— Begin Entries shown —

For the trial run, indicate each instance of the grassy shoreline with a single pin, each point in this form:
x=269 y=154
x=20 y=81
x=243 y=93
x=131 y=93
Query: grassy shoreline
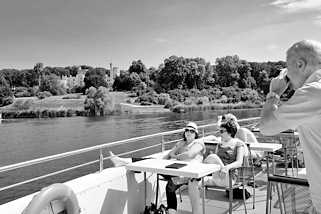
x=58 y=106
x=215 y=106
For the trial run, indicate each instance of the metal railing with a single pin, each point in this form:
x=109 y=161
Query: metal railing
x=100 y=148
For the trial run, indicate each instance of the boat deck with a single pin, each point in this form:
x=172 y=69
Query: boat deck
x=217 y=202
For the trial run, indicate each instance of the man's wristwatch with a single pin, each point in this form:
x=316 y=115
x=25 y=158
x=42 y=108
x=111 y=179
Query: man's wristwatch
x=272 y=95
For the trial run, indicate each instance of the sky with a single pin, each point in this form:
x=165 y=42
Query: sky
x=98 y=32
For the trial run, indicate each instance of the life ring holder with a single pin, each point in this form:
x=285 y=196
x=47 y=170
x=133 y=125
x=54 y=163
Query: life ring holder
x=56 y=191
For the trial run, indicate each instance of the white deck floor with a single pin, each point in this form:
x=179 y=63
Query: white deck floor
x=217 y=202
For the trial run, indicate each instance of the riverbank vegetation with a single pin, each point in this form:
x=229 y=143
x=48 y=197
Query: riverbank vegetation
x=178 y=83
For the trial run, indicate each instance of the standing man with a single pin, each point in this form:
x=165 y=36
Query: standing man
x=302 y=111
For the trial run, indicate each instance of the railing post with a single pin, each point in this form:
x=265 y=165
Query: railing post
x=162 y=144
x=101 y=160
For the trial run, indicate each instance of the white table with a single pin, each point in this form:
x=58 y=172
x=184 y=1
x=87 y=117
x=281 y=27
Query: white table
x=191 y=170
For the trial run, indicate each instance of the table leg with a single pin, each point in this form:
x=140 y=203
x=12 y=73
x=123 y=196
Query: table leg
x=267 y=164
x=145 y=189
x=203 y=195
x=157 y=187
x=273 y=164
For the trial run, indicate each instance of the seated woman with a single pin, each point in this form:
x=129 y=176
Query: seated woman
x=189 y=149
x=230 y=154
x=245 y=135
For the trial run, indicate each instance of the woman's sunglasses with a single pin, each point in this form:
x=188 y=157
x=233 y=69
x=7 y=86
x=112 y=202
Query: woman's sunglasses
x=189 y=130
x=222 y=131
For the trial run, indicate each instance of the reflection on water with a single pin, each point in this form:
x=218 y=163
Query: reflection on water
x=27 y=139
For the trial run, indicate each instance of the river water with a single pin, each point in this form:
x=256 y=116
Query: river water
x=26 y=139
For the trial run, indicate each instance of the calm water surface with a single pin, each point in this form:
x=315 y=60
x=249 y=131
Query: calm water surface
x=27 y=139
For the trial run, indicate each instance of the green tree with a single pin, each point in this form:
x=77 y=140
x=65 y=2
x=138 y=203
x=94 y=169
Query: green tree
x=5 y=92
x=38 y=68
x=51 y=83
x=98 y=101
x=227 y=70
x=95 y=77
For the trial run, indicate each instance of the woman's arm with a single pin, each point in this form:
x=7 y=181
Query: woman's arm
x=192 y=152
x=239 y=159
x=172 y=153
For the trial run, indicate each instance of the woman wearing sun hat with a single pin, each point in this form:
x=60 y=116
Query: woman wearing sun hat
x=188 y=149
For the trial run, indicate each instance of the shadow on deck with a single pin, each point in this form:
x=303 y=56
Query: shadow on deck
x=217 y=202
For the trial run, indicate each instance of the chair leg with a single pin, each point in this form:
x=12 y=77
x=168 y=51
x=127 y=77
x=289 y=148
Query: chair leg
x=230 y=193
x=253 y=188
x=244 y=198
x=268 y=190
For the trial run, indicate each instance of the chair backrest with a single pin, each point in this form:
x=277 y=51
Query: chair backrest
x=294 y=195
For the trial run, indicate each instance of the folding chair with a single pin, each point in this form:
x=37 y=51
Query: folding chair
x=245 y=174
x=294 y=195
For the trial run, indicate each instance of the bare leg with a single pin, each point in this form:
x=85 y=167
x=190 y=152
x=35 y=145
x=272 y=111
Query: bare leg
x=214 y=159
x=215 y=179
x=117 y=161
x=194 y=195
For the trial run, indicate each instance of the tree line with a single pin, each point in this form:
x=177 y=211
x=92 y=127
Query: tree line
x=179 y=77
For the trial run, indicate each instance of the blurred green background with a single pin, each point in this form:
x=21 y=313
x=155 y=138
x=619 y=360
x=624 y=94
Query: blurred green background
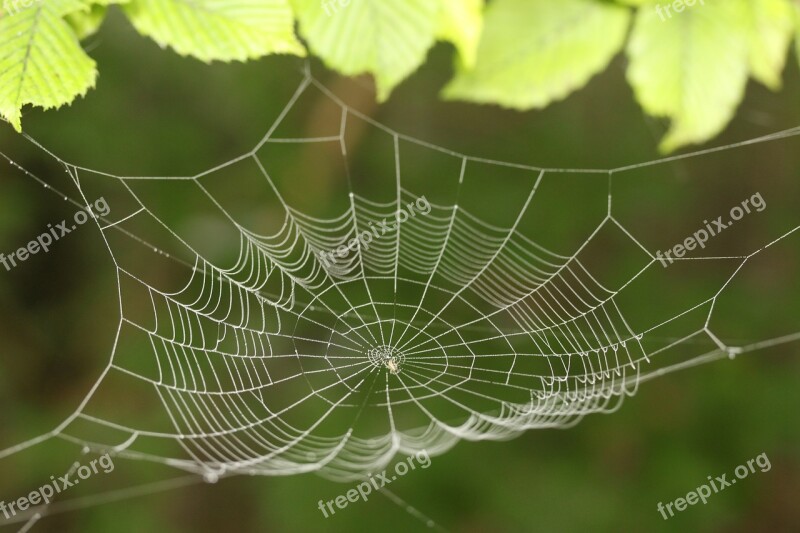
x=154 y=113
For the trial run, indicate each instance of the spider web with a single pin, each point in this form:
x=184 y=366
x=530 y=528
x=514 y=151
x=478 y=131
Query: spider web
x=256 y=356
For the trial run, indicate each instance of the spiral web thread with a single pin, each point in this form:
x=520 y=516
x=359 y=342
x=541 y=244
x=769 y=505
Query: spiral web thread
x=537 y=342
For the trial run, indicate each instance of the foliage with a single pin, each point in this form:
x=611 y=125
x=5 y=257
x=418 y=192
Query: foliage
x=690 y=66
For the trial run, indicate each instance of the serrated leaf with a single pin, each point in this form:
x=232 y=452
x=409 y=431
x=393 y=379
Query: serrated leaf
x=461 y=23
x=386 y=38
x=691 y=68
x=218 y=30
x=534 y=52
x=41 y=60
x=770 y=26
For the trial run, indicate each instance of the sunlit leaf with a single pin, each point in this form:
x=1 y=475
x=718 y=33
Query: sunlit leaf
x=221 y=30
x=534 y=52
x=386 y=38
x=691 y=68
x=41 y=61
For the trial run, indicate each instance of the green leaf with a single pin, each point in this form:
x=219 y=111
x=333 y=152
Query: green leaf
x=41 y=61
x=534 y=52
x=219 y=30
x=770 y=26
x=460 y=23
x=691 y=68
x=86 y=23
x=387 y=38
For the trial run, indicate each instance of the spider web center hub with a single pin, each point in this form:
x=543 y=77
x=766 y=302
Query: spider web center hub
x=386 y=356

— End Entries shown —

Directions for this task: Could you rewrite the records above as a numbered list, starting at the line that contains "For the trial run, indicate each instance of the riverbank" and ending at the line that contains "x=302 y=111", with both of those lines included and blank lines left out?

Solution for this exercise:
1. For the trial run, indicate each instance of the riverbank vegetation with a single pin, each point in this form:
2. x=229 y=143
3. x=48 y=197
4. Query: riverbank vegetation
5. x=178 y=83
6. For the trial run, indicate each instance of the standing man with a single pin, each point in this form:
7. x=165 y=36
8. Query: standing man
9. x=302 y=111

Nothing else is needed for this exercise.